▸ What you need to do
For each line below that contains the string "hair", copy that line.

▸ Data supplied
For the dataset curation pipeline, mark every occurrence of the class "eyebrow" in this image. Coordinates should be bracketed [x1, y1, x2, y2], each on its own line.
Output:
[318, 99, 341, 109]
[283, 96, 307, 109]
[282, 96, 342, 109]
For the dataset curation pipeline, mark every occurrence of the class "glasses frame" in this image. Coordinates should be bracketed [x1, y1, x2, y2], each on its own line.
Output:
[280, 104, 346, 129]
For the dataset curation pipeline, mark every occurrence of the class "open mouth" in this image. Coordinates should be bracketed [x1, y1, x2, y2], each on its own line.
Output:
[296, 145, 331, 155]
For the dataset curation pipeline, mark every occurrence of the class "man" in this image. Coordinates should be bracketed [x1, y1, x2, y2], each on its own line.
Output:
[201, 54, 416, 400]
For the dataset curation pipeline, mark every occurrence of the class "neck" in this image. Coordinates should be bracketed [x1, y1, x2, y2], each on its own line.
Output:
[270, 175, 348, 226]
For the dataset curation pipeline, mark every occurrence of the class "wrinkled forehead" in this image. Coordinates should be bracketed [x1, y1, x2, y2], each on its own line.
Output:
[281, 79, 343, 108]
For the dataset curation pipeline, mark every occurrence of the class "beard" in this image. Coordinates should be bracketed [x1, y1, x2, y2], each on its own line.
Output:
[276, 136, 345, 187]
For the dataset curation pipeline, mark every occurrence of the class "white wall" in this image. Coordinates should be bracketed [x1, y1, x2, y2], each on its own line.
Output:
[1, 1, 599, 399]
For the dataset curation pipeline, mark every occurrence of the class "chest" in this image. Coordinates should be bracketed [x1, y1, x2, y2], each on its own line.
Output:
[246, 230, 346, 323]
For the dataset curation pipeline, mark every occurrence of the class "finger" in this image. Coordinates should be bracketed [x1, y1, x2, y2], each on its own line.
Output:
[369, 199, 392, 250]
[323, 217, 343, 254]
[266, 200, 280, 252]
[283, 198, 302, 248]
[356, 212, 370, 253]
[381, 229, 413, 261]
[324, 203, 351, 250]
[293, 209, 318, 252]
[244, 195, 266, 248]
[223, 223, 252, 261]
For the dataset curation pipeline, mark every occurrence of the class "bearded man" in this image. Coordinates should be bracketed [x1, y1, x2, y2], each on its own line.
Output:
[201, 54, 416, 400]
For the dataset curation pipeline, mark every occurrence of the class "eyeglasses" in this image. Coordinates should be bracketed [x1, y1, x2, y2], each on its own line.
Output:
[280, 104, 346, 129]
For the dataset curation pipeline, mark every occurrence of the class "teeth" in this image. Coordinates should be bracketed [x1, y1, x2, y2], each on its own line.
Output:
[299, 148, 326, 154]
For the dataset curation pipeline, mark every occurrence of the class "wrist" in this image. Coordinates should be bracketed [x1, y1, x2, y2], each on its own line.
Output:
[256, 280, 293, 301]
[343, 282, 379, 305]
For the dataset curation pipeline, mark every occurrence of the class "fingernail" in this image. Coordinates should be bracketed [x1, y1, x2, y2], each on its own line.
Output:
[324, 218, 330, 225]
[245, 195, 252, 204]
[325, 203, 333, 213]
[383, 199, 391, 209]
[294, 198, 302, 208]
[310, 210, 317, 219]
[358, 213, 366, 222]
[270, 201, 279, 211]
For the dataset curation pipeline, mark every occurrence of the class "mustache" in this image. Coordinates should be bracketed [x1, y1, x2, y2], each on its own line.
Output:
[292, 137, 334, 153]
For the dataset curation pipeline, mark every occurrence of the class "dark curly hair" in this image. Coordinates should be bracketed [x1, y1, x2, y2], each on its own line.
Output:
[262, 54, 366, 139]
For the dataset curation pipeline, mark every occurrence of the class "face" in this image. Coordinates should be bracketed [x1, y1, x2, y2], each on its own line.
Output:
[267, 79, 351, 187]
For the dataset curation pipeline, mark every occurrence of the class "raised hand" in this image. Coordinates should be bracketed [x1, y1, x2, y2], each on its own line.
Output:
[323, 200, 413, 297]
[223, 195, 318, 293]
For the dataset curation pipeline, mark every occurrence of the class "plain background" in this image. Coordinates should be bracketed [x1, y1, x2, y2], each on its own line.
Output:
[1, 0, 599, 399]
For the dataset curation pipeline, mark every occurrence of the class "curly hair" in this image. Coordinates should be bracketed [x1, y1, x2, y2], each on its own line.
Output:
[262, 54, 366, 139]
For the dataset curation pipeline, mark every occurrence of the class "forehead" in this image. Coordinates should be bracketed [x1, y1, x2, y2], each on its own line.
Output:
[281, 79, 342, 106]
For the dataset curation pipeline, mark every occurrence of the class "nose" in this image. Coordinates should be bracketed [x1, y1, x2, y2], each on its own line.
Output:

▸ Completed task
For the dataset curation pipeline, mark every occurrence of the class "dark curly hair" in this image. Coordinates should be bracketed [x1, y1, x2, y2], each on its own line.
For the dataset curation pipeline, mark every occurrence of the class "curly hair" in this image. Coordinates should be bracketed [x1, y1, x2, y2], each on its own line.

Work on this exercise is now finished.